▶ Prompt: Could you set down exactly the lines that start at the one containing "Query: cardboard box" and end at the final line of the material below?

━━━━━ Record set

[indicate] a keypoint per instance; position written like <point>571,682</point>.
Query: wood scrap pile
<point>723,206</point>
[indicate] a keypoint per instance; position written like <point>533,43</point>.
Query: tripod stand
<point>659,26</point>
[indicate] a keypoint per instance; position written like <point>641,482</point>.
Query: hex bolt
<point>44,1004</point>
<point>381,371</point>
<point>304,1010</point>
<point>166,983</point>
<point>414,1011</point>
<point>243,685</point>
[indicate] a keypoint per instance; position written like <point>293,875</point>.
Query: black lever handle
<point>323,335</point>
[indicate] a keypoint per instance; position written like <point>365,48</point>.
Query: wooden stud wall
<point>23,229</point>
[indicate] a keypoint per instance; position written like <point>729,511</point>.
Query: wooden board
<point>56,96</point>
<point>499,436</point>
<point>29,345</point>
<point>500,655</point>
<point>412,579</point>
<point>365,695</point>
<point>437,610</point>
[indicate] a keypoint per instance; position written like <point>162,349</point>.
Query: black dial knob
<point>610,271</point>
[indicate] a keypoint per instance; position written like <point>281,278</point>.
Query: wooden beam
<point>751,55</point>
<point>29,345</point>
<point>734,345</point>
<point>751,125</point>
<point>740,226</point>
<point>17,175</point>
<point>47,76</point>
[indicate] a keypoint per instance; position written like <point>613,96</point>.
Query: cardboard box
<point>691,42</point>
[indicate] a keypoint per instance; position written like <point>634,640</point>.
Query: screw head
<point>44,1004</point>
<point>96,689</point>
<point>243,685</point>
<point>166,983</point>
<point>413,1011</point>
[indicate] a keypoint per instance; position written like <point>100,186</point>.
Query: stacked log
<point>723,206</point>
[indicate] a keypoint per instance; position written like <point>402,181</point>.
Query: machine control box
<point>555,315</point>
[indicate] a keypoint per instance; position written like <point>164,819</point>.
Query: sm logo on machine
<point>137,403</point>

━━━━━━━━━━

▶ Written answer:
Query: cardboard box
<point>691,42</point>
[indicate] a keypoint per instance; position written like <point>634,640</point>.
Query: screw head
<point>44,1004</point>
<point>96,689</point>
<point>243,685</point>
<point>166,983</point>
<point>413,1011</point>
[indicate] a keypoint per instance; position written like <point>100,186</point>.
Query: stacked log
<point>723,206</point>
[indicate] a keypoint per instance; position written like <point>402,181</point>.
Query: machine control box
<point>555,315</point>
[indicate] a keypoint per instance; position written like <point>164,819</point>.
Query: sm logo on machine
<point>137,403</point>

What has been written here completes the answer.